Activity list
- 1) Summarize the text about the cuttlefish sculpture in two sentences.
- 2) Answer these questions from the text about the cuttlefish sculpture:
(a) How many species of cuttlefish are there?
(b) In which department of the National Zoo did the eldest son have his internship?
(c) What does the opposite side of “Master of Disguise” show?
- 3) Reproduce part of the text about the cuttlefish sculpture word for word, beginning at the words "The eldest son" and stopping after "me as well.".

Text under study
I created “Master of Disguise” as a private stone sculpture commission for a family on the East coast.
The eldest son had an internship at the National Zoo in the Invertebrate Department caring for the cuttlefish. The entire family learned about and became fascinated with the cuttlefish as a result of his internship.
When they asked me to create a sculpture of the cuttlefish, this creature came to fascinate me as well.
Some Background Info
There are over 100 species of cuttlefish. They live just about everywhere in the oceans of the world except the waters around the U.S.
Cuttlefish are highly intelligent cephalopods related to octopus. They change both color and shape in a matter of seconds to blend with their environment. The opposite side of “Master of Disguise” shows the cuttlefish camouflaged and blending in with the aquatic plants.
Stone as Cuttlefish Skin
Layers of pigment cells comprise the most amazing skin of the cuttlefish.. This special skin gives them the ability to change to a variety of colors.
Their eyesight is excellent. They can morph shapes in their skin to mimic the shapes of plants and rocks in their vicinity. This is their only defense against the many predators who feast on cuttlefish. Just about everybody, including people, eat cuttlefish.
One of the layers of pigment cells in their skin is shades of red, orange, and brown. I chose to carve this sculpture from Rosso Verona, an Italian decorative marble with similar colors.
The research, planning, and sculpting of “Master of Disguise” was an adventure and a delight. This animal looks like a spaceship with tentacles and has unreal talents to match its appearance.
I knew nothing about cuttlefish until this commission. I am grateful for the opportunity to learn about and interpret such a natural wonder.

Dataset records
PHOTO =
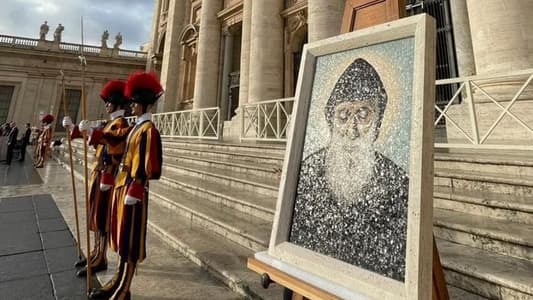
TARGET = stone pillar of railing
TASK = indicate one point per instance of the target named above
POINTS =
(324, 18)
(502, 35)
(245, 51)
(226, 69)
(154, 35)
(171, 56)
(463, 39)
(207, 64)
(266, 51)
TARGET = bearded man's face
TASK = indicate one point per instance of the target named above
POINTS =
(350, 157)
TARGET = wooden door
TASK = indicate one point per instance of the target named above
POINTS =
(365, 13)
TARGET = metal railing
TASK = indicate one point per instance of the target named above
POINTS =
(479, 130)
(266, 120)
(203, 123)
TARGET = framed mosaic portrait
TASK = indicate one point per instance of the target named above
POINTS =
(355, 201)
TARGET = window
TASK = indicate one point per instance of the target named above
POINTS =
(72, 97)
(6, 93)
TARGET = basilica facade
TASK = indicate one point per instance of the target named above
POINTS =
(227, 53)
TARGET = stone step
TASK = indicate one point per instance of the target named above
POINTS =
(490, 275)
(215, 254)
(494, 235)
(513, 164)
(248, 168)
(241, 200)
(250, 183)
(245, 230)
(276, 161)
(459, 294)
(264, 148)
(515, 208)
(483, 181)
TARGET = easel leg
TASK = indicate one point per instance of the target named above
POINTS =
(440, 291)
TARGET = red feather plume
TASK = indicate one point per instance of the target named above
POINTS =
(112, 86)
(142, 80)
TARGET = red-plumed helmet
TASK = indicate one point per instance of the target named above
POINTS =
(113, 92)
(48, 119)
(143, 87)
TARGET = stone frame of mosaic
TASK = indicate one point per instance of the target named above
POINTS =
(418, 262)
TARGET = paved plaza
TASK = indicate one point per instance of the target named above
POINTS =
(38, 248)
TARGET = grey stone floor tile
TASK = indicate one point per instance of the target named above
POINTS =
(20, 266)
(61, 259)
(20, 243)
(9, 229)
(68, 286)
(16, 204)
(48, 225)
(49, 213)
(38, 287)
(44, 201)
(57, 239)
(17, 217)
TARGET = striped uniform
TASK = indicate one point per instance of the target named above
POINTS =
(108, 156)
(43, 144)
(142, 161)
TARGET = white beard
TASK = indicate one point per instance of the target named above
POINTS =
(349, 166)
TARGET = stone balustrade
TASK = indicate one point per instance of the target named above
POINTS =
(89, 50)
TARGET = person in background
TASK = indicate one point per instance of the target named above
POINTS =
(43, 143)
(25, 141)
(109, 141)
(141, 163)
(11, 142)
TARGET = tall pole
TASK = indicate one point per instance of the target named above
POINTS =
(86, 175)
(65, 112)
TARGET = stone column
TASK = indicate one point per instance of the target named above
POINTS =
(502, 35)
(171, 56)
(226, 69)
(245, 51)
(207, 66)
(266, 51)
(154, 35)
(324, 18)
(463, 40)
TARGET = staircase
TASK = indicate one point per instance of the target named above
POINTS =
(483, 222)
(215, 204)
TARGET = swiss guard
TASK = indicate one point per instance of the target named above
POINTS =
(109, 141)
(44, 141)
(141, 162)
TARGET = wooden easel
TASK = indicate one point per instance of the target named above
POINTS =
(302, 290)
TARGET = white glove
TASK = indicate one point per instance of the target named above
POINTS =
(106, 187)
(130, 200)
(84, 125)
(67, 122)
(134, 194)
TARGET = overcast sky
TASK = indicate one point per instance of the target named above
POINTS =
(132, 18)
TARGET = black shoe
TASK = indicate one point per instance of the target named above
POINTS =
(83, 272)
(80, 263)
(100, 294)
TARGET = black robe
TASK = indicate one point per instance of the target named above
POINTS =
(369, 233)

List of solutions
- 1) “Master of Disguise” is a stone sculpture of a cuttlefish, made as a private commission for an East coast family whose eldest son cared for cuttlefish during an internship at the National Zoo. Because one layer of pigment cells in cuttlefish skin is shades of red, orange, and brown, the sculpture was carved from Rosso Verona, an Italian decorative marble with similar colors.

- 2)
(a) Over 100.
(b) The Invertebrate Department.
(c) The cuttlefish camouflaged and blending in with the aquatic plants.

- 3)
The eldest son had an internship at the National Zoo in the Invertebrate Department caring for the cuttlefish. The entire family learned about and became fascinated with the cuttlefish as a result of his internship.
When they asked me to create a sculpture of the cuttlefish, this creature came to fascinate me as well.